TO BE DONE:
Extract word for word the lines of the material below, from the line with "Teacher note: locate the railing" up to and including the line with "(1102, 876)".

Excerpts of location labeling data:

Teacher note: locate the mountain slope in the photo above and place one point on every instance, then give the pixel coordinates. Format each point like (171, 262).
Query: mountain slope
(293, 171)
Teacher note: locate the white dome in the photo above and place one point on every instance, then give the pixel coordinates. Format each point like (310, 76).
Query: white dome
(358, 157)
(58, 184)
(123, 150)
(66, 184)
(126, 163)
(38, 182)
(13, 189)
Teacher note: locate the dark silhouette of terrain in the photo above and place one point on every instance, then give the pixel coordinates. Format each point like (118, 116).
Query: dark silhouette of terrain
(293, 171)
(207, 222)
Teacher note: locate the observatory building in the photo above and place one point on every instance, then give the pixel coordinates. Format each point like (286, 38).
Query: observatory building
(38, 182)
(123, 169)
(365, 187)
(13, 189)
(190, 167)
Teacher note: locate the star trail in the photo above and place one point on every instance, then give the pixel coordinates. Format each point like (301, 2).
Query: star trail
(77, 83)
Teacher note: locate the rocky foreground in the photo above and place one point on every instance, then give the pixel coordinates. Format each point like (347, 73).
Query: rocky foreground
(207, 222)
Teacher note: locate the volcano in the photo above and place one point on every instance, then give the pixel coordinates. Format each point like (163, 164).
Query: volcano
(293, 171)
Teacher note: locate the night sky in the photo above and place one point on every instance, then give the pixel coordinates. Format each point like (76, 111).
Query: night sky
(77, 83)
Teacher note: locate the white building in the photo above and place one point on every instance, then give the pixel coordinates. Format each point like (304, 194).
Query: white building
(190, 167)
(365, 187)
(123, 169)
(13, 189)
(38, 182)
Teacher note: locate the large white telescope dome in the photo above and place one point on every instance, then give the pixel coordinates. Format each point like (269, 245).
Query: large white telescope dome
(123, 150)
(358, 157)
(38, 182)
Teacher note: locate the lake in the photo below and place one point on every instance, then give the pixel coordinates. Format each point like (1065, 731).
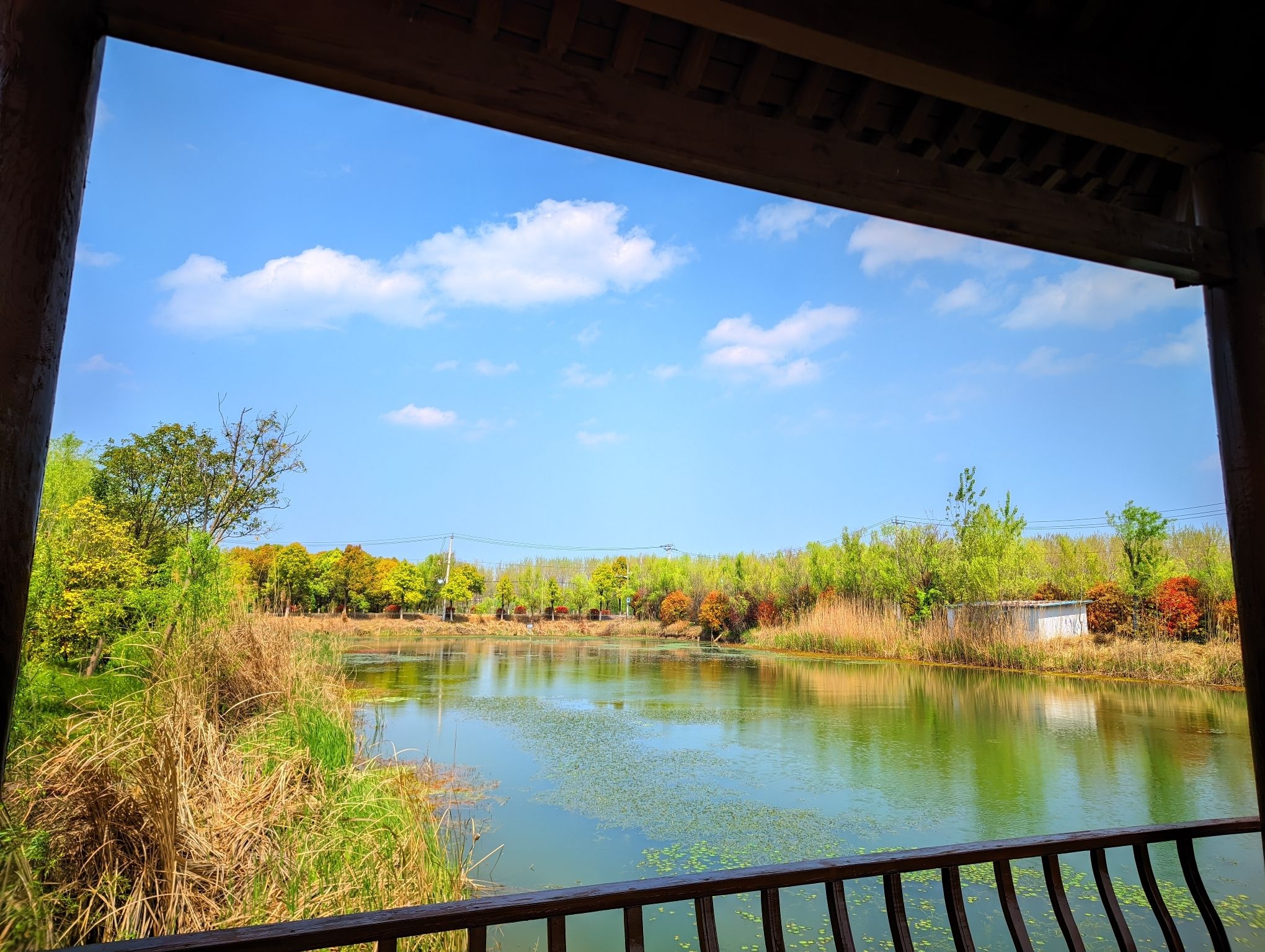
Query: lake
(618, 760)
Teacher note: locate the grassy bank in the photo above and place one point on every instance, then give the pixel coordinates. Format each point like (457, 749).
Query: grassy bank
(209, 779)
(849, 628)
(490, 626)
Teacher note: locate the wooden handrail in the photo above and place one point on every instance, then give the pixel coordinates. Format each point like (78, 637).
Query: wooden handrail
(388, 926)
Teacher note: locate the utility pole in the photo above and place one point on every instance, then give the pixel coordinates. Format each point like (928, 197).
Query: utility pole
(448, 575)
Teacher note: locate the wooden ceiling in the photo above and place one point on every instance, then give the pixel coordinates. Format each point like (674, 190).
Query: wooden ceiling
(1062, 127)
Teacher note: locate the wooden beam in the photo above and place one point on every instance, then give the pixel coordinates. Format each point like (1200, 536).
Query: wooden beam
(693, 61)
(628, 41)
(562, 24)
(368, 50)
(1230, 195)
(50, 71)
(1060, 82)
(754, 76)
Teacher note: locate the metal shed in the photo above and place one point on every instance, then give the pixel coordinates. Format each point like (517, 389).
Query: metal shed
(1040, 620)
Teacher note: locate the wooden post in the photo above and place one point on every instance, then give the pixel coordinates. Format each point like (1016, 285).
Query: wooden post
(1230, 195)
(50, 70)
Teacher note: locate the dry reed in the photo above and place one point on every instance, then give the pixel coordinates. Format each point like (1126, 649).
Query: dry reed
(226, 793)
(856, 630)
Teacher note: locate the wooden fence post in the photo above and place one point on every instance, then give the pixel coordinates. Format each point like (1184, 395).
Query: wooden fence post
(50, 70)
(1230, 195)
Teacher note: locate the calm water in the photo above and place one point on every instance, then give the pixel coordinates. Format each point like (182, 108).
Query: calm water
(618, 760)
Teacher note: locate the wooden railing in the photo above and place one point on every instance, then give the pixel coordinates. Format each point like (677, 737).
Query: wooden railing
(476, 915)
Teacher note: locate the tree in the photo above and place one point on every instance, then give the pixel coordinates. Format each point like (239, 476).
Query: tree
(94, 570)
(605, 583)
(553, 594)
(177, 480)
(504, 591)
(714, 614)
(351, 577)
(676, 607)
(1142, 534)
(293, 572)
(1181, 604)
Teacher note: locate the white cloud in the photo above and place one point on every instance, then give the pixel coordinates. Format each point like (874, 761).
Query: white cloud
(86, 257)
(776, 355)
(787, 220)
(423, 418)
(1045, 362)
(587, 439)
(1094, 296)
(969, 294)
(883, 243)
(99, 364)
(489, 369)
(559, 250)
(579, 376)
(318, 289)
(1186, 346)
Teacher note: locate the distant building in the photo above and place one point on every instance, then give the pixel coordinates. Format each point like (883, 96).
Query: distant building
(1040, 620)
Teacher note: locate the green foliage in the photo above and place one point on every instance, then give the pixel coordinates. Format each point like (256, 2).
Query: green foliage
(1142, 532)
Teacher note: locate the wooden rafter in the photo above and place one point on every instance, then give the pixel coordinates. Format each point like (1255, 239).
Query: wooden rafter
(981, 61)
(373, 51)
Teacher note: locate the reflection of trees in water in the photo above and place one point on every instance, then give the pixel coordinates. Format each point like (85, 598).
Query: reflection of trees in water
(1002, 752)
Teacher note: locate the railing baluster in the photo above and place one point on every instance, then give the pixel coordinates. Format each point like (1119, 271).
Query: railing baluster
(1011, 906)
(1143, 859)
(1194, 881)
(895, 897)
(771, 914)
(1102, 876)
(952, 881)
(837, 902)
(634, 936)
(557, 933)
(1059, 901)
(706, 918)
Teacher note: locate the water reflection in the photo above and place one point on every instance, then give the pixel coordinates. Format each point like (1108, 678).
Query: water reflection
(619, 760)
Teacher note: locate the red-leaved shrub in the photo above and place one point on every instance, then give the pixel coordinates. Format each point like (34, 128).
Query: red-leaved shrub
(1181, 604)
(1109, 611)
(676, 607)
(714, 612)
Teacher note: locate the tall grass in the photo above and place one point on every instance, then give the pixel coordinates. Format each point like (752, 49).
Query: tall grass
(851, 628)
(220, 788)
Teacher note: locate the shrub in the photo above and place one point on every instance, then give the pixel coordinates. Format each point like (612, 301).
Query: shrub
(1181, 604)
(1225, 615)
(767, 614)
(676, 607)
(1109, 611)
(714, 612)
(1049, 592)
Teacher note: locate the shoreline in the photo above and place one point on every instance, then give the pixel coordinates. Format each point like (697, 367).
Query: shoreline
(1096, 659)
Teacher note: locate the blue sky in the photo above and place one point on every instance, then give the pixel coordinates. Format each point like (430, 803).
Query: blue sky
(499, 337)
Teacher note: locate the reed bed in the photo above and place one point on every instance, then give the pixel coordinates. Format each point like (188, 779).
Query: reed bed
(857, 630)
(220, 785)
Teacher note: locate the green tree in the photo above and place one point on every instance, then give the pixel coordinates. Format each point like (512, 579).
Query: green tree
(505, 592)
(95, 569)
(293, 570)
(1142, 534)
(605, 583)
(553, 594)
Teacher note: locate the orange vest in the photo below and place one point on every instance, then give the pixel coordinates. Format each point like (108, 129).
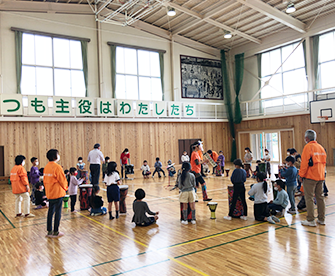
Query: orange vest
(319, 156)
(54, 180)
(19, 179)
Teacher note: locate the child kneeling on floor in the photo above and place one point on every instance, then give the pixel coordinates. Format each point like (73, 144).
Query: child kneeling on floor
(140, 209)
(281, 201)
(186, 185)
(260, 191)
(97, 202)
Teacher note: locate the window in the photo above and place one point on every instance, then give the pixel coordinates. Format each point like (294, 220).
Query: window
(327, 60)
(137, 74)
(290, 78)
(51, 66)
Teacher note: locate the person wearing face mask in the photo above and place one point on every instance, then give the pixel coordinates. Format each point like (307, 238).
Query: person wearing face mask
(95, 157)
(55, 189)
(34, 176)
(20, 187)
(312, 173)
(73, 187)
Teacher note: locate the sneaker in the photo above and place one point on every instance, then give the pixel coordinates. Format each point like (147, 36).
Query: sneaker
(275, 219)
(29, 216)
(322, 222)
(58, 234)
(308, 223)
(270, 220)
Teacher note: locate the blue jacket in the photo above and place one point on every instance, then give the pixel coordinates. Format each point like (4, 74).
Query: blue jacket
(290, 174)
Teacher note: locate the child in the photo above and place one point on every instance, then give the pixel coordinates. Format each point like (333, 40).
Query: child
(260, 191)
(73, 187)
(238, 178)
(40, 198)
(34, 176)
(290, 174)
(281, 201)
(97, 202)
(104, 167)
(112, 180)
(186, 185)
(80, 167)
(171, 169)
(140, 209)
(145, 169)
(20, 187)
(158, 168)
(55, 189)
(247, 161)
(185, 157)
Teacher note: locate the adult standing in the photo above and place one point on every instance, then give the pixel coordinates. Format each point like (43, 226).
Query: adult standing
(55, 189)
(124, 160)
(312, 171)
(95, 157)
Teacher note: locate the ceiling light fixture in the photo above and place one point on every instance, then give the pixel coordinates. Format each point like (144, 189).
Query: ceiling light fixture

EXERCISE RESPONSE:
Teacher note: locate the railing baluster in the photo above and place one point on every instance, then give the pixel coordinates. Format each point like (1119, 271).
Query: railing baluster
(1011, 906)
(1143, 859)
(1194, 881)
(895, 897)
(771, 914)
(1102, 876)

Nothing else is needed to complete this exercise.